→ **Task instructions**
Copy out each line below exactly as written.

→ **Provided data**
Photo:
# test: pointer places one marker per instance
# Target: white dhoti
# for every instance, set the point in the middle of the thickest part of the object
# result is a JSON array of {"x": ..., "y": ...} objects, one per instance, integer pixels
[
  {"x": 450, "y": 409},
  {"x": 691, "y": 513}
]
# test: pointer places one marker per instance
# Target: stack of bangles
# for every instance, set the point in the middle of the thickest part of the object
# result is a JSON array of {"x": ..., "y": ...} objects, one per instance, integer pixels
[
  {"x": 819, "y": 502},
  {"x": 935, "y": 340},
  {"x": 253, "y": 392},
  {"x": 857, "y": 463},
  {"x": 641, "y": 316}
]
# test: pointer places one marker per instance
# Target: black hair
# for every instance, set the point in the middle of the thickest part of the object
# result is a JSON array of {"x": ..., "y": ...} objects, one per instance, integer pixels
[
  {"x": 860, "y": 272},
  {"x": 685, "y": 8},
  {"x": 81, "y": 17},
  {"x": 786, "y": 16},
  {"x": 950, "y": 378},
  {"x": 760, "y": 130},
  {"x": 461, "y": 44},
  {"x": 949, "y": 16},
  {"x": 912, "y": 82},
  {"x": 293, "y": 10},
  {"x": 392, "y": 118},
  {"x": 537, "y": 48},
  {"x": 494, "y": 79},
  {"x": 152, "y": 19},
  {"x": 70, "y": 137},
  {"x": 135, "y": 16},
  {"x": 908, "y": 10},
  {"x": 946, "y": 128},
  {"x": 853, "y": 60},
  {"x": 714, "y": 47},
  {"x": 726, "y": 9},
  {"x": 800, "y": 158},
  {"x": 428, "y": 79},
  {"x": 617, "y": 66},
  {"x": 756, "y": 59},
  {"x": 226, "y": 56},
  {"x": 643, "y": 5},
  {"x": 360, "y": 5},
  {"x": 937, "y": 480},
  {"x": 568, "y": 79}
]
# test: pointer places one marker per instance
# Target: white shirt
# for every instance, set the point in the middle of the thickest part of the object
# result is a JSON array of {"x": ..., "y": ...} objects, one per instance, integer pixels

→ **Result for this exercise**
Photo:
# test: pointer places one marker per instance
# Target: white dhoti
# for every instance, set the point in the middle of the thickest part of the object
# result is a JSON array of {"x": ..., "y": ...} objects, one per instance, integer pixels
[
  {"x": 450, "y": 409},
  {"x": 691, "y": 513}
]
# test: pointer places one marker per instance
# Target: stack of bangles
# for every instance, set the point in the middle of the thickest part of the object
# result is a JSON array of {"x": ..., "y": ...} objects, one per instance, integer pixels
[
  {"x": 819, "y": 502},
  {"x": 935, "y": 340},
  {"x": 253, "y": 392},
  {"x": 857, "y": 463},
  {"x": 641, "y": 316}
]
# test: pointer places one marker per instance
# Target: black hair
# for every instance, set the point in the middle of the thickest part of the object
# result is a JSON array of {"x": ..., "y": ...} objects, one per instance, integer pixels
[
  {"x": 860, "y": 272},
  {"x": 685, "y": 8},
  {"x": 81, "y": 17},
  {"x": 786, "y": 16},
  {"x": 950, "y": 378},
  {"x": 760, "y": 130},
  {"x": 461, "y": 44},
  {"x": 949, "y": 16},
  {"x": 912, "y": 82},
  {"x": 293, "y": 10},
  {"x": 392, "y": 118},
  {"x": 537, "y": 48},
  {"x": 494, "y": 79},
  {"x": 152, "y": 19},
  {"x": 70, "y": 137},
  {"x": 135, "y": 16},
  {"x": 908, "y": 10},
  {"x": 946, "y": 128},
  {"x": 853, "y": 60},
  {"x": 714, "y": 47},
  {"x": 726, "y": 9},
  {"x": 800, "y": 158},
  {"x": 428, "y": 79},
  {"x": 617, "y": 66},
  {"x": 756, "y": 59},
  {"x": 226, "y": 56},
  {"x": 643, "y": 5},
  {"x": 360, "y": 5},
  {"x": 937, "y": 480},
  {"x": 568, "y": 79}
]
# test: pointer places one marker per instance
# Target: white shirt
# for every instance, set the point in the middle of the thickest part of the object
# result is a JSON array of {"x": ..., "y": ...} objects, one per instance, integer pixels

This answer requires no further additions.